» **Information shown**:
○ ○ ○ ○ ○
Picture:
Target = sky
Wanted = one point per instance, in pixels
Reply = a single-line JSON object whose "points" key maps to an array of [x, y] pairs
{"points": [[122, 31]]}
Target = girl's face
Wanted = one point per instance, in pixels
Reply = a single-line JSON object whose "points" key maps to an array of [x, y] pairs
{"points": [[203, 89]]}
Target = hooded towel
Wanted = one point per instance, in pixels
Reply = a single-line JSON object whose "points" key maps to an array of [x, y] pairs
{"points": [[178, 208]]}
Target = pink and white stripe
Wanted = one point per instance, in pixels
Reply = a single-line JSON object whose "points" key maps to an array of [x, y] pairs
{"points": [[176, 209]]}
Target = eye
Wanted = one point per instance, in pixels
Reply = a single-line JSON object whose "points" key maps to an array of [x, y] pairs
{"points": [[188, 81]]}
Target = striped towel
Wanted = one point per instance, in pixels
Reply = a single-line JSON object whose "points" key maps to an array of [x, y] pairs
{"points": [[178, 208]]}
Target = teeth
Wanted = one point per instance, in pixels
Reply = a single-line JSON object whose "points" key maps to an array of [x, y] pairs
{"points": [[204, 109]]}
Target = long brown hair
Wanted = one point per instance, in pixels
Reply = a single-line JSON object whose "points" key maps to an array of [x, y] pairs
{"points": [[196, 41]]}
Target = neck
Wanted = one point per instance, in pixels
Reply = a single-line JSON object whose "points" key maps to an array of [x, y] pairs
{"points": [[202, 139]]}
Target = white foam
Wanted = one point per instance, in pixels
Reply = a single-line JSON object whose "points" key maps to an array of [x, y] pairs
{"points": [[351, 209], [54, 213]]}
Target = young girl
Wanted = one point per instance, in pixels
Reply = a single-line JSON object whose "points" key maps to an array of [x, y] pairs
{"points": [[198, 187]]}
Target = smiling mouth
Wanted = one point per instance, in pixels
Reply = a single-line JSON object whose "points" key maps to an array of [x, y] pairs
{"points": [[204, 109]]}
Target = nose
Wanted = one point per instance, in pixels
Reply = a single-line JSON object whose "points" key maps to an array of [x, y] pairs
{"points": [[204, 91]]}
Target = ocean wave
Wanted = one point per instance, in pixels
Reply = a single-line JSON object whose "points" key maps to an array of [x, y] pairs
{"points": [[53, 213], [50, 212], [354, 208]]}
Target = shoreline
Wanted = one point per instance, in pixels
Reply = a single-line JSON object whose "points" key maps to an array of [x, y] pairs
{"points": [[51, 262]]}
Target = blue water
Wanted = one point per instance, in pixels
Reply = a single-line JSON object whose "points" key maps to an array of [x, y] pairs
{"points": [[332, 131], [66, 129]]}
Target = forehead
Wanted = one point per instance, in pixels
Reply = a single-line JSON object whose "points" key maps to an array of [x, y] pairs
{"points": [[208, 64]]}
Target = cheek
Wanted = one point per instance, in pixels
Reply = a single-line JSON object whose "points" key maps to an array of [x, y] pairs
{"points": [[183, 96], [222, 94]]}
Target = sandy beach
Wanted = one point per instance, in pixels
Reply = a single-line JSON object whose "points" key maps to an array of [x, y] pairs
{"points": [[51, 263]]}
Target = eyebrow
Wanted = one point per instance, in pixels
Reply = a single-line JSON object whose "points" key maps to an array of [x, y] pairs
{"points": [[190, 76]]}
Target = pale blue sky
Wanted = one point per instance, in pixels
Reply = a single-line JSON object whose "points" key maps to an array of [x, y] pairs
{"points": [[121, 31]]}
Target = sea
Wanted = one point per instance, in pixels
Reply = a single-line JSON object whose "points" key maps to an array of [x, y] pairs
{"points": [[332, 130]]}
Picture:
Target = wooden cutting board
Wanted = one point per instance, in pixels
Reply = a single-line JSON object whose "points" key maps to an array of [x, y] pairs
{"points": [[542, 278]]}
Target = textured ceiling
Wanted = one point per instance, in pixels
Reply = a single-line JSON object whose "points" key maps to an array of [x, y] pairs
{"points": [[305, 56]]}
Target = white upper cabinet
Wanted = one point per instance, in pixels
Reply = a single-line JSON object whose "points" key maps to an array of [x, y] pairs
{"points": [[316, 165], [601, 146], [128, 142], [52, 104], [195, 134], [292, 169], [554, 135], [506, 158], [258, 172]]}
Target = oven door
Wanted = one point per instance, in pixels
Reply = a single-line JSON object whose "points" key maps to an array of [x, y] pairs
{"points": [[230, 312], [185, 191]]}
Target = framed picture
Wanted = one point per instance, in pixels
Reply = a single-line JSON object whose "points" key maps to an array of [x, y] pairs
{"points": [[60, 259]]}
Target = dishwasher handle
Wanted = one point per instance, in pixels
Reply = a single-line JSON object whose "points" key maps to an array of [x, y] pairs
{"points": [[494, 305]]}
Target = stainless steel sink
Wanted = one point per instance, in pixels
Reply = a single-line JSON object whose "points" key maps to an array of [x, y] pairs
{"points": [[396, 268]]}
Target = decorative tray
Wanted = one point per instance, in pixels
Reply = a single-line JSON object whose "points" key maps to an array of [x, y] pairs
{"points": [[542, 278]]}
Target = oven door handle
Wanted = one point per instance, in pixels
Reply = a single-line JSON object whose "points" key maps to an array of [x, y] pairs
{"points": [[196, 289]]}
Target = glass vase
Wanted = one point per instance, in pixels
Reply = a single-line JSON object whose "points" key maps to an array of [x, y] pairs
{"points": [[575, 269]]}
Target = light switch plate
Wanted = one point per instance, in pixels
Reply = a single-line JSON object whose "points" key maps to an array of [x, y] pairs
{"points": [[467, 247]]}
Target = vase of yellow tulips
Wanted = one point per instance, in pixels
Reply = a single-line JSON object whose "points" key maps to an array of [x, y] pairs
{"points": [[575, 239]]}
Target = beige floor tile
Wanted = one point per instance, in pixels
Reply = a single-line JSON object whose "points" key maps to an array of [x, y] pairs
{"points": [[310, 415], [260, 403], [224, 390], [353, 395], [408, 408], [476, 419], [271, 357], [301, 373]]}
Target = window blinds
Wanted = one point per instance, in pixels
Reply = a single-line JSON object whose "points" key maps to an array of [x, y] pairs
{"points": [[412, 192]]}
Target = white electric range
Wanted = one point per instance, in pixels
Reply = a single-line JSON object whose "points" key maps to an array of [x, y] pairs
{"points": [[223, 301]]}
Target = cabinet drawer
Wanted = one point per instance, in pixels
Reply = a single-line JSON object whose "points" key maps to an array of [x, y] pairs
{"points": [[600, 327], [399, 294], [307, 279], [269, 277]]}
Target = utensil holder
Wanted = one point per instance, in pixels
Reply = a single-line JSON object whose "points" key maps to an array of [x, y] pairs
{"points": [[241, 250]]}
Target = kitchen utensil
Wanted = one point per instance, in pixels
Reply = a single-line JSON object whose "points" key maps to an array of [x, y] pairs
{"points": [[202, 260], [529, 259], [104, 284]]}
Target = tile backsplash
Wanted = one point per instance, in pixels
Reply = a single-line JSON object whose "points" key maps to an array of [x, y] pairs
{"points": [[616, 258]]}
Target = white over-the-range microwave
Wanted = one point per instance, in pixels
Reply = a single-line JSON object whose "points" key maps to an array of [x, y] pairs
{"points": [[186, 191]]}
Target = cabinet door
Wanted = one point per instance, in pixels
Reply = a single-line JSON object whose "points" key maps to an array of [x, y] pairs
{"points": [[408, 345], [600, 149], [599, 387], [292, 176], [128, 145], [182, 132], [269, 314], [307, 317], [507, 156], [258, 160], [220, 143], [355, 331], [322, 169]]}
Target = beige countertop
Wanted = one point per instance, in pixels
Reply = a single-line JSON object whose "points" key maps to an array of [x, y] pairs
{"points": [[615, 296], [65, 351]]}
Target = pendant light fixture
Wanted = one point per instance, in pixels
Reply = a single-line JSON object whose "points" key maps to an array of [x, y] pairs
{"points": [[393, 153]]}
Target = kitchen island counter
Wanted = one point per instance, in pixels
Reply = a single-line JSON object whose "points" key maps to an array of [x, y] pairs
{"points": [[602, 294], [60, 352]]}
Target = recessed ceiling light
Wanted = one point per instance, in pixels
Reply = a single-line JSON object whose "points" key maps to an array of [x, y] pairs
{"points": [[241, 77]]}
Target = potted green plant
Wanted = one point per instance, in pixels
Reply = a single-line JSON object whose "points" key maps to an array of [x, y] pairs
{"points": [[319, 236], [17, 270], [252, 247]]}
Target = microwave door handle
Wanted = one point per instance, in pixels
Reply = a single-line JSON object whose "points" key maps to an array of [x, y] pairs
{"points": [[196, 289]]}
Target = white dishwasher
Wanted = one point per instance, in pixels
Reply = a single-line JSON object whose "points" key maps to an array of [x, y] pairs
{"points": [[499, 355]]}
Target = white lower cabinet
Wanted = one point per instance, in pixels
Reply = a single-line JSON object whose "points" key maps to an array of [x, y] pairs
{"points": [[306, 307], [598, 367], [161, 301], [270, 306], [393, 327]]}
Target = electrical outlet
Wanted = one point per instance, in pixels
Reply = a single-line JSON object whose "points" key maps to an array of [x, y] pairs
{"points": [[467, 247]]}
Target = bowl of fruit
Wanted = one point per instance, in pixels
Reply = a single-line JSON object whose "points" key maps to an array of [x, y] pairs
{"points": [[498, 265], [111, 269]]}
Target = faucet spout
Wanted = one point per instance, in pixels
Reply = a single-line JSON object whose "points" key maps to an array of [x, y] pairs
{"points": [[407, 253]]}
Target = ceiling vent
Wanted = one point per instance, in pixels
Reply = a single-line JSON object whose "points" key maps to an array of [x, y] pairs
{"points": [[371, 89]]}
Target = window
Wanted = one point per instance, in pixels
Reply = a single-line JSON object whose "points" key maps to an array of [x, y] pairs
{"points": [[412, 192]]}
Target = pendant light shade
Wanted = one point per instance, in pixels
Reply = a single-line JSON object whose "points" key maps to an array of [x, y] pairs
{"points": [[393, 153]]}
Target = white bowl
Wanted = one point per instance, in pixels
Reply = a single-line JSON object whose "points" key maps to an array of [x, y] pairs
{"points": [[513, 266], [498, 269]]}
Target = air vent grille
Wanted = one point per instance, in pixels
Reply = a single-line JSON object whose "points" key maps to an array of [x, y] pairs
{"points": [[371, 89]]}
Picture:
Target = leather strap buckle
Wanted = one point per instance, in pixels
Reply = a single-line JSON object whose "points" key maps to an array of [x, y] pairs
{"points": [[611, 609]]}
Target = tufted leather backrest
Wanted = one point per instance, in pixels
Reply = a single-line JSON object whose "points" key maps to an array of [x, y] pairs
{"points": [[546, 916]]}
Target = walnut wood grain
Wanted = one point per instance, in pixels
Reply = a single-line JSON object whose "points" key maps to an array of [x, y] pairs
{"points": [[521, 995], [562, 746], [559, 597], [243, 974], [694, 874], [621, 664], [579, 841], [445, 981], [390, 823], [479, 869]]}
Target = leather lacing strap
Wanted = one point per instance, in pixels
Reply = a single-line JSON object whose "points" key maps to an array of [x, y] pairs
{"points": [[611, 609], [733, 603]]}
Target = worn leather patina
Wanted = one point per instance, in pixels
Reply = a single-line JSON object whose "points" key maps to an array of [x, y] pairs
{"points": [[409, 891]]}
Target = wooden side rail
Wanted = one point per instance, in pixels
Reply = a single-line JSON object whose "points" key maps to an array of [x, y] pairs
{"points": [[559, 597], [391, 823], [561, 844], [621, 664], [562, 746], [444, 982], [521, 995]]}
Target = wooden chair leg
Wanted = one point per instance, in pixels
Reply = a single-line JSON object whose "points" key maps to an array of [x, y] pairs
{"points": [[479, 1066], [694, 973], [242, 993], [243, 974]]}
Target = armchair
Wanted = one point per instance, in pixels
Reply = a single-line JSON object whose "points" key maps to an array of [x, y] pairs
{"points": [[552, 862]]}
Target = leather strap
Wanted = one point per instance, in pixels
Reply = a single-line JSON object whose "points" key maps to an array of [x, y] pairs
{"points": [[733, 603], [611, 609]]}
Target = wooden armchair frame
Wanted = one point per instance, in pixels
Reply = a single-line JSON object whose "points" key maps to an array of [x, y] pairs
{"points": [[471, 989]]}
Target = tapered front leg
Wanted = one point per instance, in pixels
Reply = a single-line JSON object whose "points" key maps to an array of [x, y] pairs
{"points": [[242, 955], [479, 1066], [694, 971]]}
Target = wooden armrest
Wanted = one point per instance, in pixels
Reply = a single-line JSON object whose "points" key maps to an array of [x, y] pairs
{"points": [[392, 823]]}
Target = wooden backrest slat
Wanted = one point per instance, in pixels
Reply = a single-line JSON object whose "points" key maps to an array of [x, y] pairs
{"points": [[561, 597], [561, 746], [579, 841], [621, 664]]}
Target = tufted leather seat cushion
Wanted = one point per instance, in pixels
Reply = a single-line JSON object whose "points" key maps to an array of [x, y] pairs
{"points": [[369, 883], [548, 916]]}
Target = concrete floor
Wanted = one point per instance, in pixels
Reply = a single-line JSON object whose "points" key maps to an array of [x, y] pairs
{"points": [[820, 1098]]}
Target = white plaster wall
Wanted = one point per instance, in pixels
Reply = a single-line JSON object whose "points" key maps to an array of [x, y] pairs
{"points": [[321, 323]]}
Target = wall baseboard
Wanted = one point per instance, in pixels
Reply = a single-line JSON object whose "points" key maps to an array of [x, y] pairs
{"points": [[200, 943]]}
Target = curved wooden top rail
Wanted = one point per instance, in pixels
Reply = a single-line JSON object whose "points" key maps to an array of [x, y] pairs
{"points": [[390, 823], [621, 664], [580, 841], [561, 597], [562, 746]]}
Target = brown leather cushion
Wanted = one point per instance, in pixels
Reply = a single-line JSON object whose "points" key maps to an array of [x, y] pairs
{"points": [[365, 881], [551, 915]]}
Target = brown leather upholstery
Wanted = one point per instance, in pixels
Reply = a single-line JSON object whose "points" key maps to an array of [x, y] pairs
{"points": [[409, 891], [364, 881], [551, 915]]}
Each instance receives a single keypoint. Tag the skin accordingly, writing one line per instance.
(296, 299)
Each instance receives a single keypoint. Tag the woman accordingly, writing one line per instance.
○ ○ ○ ○ ○
» **Task requirements**: Read each line of the material, and wherever the word "wall" turns up, copy that line.

» **Answer box**:
Target = white plaster wall
Target = wall baseboard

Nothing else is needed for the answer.